--- Start Provided material ---

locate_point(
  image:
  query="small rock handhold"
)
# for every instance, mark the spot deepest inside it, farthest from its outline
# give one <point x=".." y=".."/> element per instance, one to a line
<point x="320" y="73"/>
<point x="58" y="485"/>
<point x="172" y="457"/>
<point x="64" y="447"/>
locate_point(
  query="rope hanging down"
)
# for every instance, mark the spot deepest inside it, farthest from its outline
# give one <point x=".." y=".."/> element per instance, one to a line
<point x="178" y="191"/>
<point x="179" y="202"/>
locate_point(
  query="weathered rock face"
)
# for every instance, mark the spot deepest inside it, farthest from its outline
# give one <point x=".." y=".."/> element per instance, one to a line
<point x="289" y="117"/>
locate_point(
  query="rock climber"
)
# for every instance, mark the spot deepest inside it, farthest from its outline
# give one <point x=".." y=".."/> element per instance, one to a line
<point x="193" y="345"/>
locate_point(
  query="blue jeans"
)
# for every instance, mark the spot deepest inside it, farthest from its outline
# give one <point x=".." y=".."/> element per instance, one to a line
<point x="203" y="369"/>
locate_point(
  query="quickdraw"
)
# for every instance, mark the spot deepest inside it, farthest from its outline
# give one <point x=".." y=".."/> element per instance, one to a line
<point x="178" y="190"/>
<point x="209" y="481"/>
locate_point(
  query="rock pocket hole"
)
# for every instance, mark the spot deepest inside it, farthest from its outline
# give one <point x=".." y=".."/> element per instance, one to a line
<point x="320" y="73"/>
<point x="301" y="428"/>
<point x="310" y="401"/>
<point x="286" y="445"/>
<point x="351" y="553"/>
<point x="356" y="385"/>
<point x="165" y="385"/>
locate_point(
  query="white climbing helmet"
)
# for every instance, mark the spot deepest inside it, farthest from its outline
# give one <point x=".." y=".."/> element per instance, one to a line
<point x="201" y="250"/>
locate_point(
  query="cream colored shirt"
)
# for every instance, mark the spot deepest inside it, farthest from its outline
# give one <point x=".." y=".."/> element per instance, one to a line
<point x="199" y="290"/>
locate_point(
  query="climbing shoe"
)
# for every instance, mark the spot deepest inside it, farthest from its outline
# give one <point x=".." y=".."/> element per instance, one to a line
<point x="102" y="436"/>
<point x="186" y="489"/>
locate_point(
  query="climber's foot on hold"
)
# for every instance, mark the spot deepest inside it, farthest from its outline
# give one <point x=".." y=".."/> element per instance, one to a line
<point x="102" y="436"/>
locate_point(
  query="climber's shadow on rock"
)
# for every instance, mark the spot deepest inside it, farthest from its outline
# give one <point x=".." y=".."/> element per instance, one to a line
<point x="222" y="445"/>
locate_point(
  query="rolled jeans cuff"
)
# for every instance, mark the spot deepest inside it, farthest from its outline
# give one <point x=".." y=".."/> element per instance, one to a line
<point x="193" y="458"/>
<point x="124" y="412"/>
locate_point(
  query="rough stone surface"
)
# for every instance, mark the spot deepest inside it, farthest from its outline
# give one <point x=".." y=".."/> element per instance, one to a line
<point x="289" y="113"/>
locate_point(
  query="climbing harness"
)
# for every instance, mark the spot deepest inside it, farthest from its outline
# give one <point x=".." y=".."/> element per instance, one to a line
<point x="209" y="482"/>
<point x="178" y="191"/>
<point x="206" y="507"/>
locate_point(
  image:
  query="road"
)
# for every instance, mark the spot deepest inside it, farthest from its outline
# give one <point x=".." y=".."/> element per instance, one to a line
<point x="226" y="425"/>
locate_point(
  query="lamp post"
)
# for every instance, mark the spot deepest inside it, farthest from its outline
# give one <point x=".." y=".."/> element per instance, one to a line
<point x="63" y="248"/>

--- End Provided material ---

- Exercise -
How many lines in the listing above contain the word "jeans"? Matching is case-sensitive, and the reply should be the number alone.

- Task result -
2